**TEXTE DE LA PAGE**
Selon des témoins, il s'est aspergé d'essence alors qu'il était assis dans sa voiture arrêtée devant le palais présidentiel, et il s'est immolé par le feu. Les forces de sécurité et des passants ont brisé les vitres [de sa voiture] pour l'en sortir. Il a été envoyé à l'hôpital avec de graves brûlures.

Le terrible exemple de Bouazizi

Des militants à travers le monde arabe disent avoir été inspirés par l'exemple de la Tunisie, premier pays depuis des générations où un dirigeant arabe a pu être renversé par des manifestations publiques.

Les manifestations tunisiennes qui ont fait tomber Zine El Abidine Ben Ali, l'ancien président, ont éclaté après le suicide de Mohammed Bouazizi, âgé de 26 ans, qui s'est immolé par le feu le 17 décembre après que la police ait saisi son étal d'épicerie, disant qu'il n'avait pas le permis requis pour vendre ses produits.

Bouazizi a succombé à ses brûlures quelques semaines plus tard, acquérant une figure de martyr pour la foule des étudiants et chômeurs protestant contre leurs médiocres conditions de vie. Ben Ali avait rendu visite Bouazizi à l'hôpital, un geste qui a échoué à lui gagner la sympathie du public.

« Signes de misère sociale »

Les tentatives de suicide public en Algérie - quatre en une semaine - ont été un sujet de débat dans la presse quotidienne du pays.

Un homme dans la quarantaine, ce mercredi, s'est également immolé à Bordj Menaiel dans la région de Boumerdes près de la capitale algérienne, selon le journal Watan.

Désespéré après s'être vu refuser les allocations de logement, ce père de six enfants s'est aspergé d'essence qu'il a ensuite allumée, mais un fonctionnaire de la ville est intervenu pour arrêter le feu, a indiqué le journal.

**DONNÉES FOURNIES**
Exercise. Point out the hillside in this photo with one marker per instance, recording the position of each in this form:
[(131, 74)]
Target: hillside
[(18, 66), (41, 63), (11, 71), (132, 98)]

**CONSIGNE**
Recopiez le passage de l'article sur les immolations par le feu, de « Bouazizi a succombé » jusqu'à « sympathie du public. » inclus.

**CORRIGÉ**
Bouazizi a succombé à ses brûlures quelques semaines plus tard, acquérant une figure de martyr pour la foule des étudiants et chômeurs protestant contre leurs médiocres conditions de vie. Ben Ali avait rendu visite Bouazizi à l'hôpital, un geste qui a échoué à lui gagner la sympathie du public.